Task to complete
Rewrite every entry below, changing each "innermost point" to "center point" and leaving everything else as is. Leave the pictures out of your answer.
....
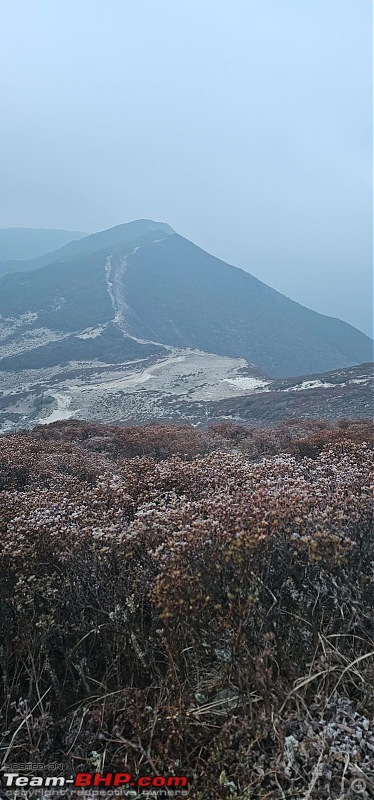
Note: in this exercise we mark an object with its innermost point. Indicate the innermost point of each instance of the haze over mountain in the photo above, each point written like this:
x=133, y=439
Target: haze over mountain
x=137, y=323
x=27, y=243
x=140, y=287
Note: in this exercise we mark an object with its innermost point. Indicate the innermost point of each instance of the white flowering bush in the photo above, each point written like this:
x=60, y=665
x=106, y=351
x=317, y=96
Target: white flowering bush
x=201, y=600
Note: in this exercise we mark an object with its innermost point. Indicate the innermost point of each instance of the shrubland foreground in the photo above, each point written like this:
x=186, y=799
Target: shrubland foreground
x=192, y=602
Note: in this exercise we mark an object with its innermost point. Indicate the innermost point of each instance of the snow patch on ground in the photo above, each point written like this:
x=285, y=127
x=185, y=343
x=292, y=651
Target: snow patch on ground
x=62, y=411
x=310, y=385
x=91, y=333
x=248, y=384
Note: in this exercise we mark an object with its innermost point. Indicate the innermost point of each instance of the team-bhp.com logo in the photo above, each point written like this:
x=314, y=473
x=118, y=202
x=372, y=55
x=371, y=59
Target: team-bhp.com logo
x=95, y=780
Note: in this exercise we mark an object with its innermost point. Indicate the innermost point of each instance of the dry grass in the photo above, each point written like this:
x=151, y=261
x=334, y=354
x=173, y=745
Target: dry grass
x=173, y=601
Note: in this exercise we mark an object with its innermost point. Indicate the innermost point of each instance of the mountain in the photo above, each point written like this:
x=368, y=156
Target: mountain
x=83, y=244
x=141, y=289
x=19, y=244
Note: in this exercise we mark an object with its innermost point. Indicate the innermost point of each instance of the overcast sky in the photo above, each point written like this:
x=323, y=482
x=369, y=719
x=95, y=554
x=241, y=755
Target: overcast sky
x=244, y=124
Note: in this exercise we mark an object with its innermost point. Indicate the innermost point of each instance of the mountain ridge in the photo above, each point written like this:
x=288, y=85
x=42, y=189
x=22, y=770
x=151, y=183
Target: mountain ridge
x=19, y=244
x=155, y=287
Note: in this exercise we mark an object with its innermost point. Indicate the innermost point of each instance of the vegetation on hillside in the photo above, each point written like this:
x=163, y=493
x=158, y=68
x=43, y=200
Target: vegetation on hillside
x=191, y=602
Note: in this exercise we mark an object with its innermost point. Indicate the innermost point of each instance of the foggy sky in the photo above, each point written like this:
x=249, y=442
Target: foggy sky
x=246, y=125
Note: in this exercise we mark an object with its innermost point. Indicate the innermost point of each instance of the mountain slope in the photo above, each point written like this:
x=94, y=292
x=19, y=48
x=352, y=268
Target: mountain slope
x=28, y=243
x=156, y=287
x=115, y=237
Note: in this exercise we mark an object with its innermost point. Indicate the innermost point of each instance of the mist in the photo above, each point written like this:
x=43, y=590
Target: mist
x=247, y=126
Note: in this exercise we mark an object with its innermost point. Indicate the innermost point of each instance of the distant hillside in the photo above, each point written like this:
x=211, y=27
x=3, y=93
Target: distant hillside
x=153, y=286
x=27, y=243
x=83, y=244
....
Exercise response
Note: in this exercise we mark an object with its center point. Indicate the center point of each instance of the haze over mountain in the photo above, each point written like this:
x=133, y=439
Target: haze over mountain
x=137, y=323
x=27, y=243
x=140, y=287
Note: in this exercise we mark an object with its center point. Indicate the center point of each instance of the white flowering bush in the photo above, each point written like this:
x=60, y=665
x=106, y=351
x=317, y=96
Target: white flowering bush
x=201, y=600
Note: in this exercise we mark an object with its center point. Indicate the center point of each instance of the shrubland foreground in the photo above, each point written like this:
x=186, y=799
Target: shrubland foreground
x=192, y=602
Note: in this exercise we mark an object with its center point. Indicate the center point of each instance of the snow patch on ground in the photo above, each point written like this:
x=285, y=127
x=185, y=343
x=292, y=651
Target: snow patch on ground
x=62, y=411
x=310, y=385
x=91, y=333
x=248, y=384
Note: in this exercise we mark an object with its center point. Indicate the center point of each instance of the team-bhp.com logo in the photo above, each point written like this:
x=314, y=473
x=118, y=202
x=372, y=55
x=371, y=59
Target: team-bhp.com logo
x=95, y=780
Note: in this exercise we mark an object with its center point. Indicate the center point of each instance of the dry grass in the photo above, each point written like this:
x=151, y=261
x=334, y=354
x=173, y=745
Target: dry grass
x=173, y=601
Note: in this exercise we mark an object with its center point. Indicate the center point of each instance of the mountain in the photo above, each point written like this:
x=368, y=156
Target: mountain
x=83, y=244
x=141, y=289
x=19, y=244
Note: in this exercise we mark an object with its center point. Indicate the center point of each instance of the overcast sky in the photo above, each point written like this:
x=323, y=482
x=369, y=719
x=95, y=554
x=241, y=755
Target: overcast sky
x=244, y=124
Note: in this exercise we mark an object with its center point. Indicate the center point of each instance of the mountain ridge in the photo above, each point written like this:
x=288, y=85
x=42, y=189
x=22, y=770
x=151, y=183
Target: mountain ridge
x=19, y=244
x=155, y=287
Note: in this exercise we mark an object with its center point. Indicate the center point of each instance of the vegetation on hillside in the photo above, each point written like this:
x=163, y=493
x=158, y=68
x=43, y=200
Target: vegetation on hillside
x=191, y=602
Note: in this exercise we mark an object with its center point. Indicate the center point of each instance of the foggy sky in the photo above, each point written like this:
x=249, y=442
Target: foggy sky
x=246, y=125
Note: in this exercise we mark an object with its center point. Indicate the center point of each instance of the mountain slope in the photo above, each point written like this:
x=94, y=292
x=19, y=48
x=352, y=268
Target: mountain slope
x=28, y=243
x=156, y=287
x=115, y=237
Note: in this exercise we mark an object with its center point. Indicate the center point of each instance of the mist in the photo above, each point written like this:
x=43, y=590
Target: mist
x=247, y=126
Note: in this exercise we mark an object with its center point. Indicate the center point of each instance of the distant hillside in the photo above, each point written like this:
x=211, y=27
x=3, y=93
Target: distant hillside
x=153, y=286
x=27, y=243
x=83, y=244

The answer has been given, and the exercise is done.